■ Task to carry out
Locate every line in the records below that contains the string "instance" and copy each such line. Matching is case-sensitive.

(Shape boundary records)
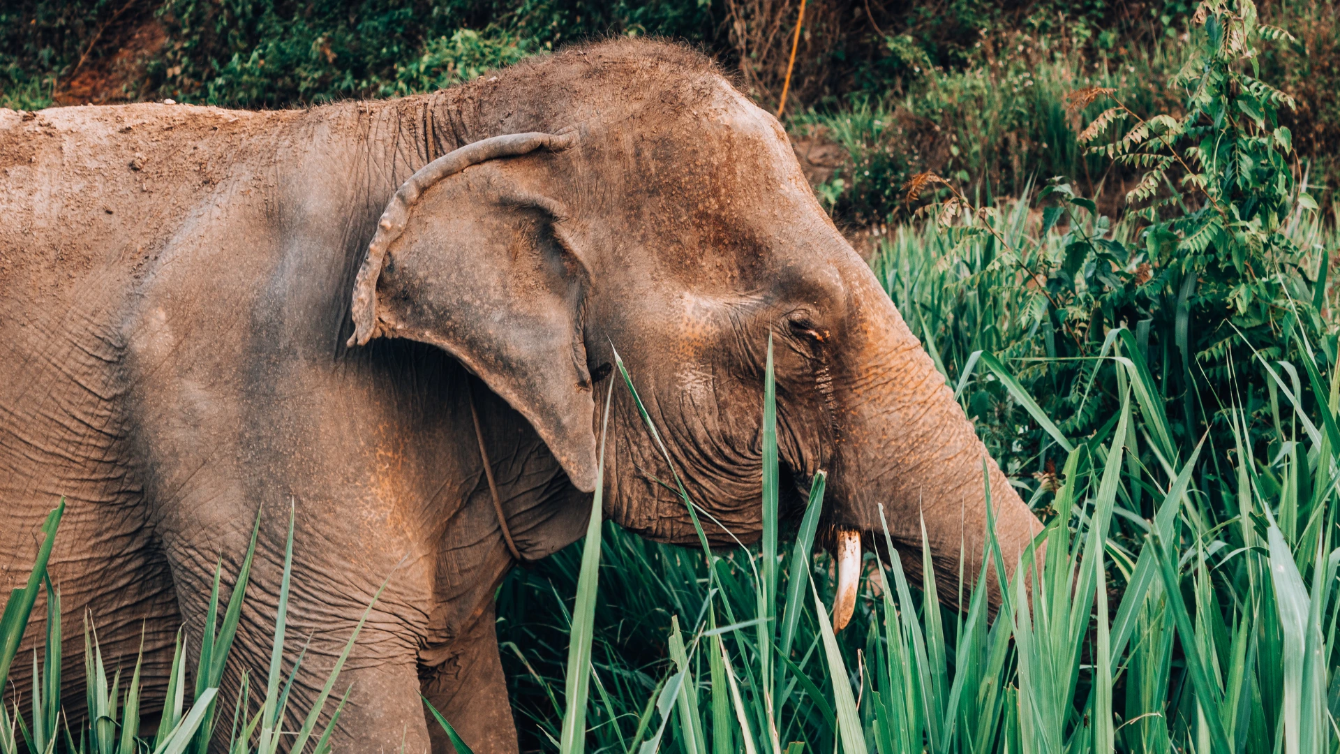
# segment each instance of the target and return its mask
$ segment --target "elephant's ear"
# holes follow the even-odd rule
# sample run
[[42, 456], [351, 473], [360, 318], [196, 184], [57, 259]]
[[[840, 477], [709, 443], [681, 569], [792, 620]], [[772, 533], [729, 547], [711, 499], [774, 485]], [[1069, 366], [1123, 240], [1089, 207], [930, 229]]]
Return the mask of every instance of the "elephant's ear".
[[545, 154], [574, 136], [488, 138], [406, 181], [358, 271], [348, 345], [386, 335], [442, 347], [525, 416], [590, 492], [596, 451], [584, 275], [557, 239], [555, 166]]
==
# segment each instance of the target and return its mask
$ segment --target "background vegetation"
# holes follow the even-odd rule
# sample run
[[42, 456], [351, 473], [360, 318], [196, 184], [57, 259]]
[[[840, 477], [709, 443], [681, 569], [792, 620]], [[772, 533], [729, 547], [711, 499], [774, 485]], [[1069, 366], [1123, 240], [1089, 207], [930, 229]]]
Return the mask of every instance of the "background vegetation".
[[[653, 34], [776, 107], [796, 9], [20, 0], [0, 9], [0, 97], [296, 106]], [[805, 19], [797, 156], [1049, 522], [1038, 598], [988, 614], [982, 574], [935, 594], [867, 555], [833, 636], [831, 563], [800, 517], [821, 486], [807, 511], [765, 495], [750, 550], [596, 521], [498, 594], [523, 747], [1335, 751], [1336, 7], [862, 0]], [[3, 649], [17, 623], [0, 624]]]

■ Solution
# segment each instance of the target and return its mask
Return the mask of every instance of the "elephant's ear".
# segment each instance of the target and return its mask
Return the mask of every instance of the "background vegetation".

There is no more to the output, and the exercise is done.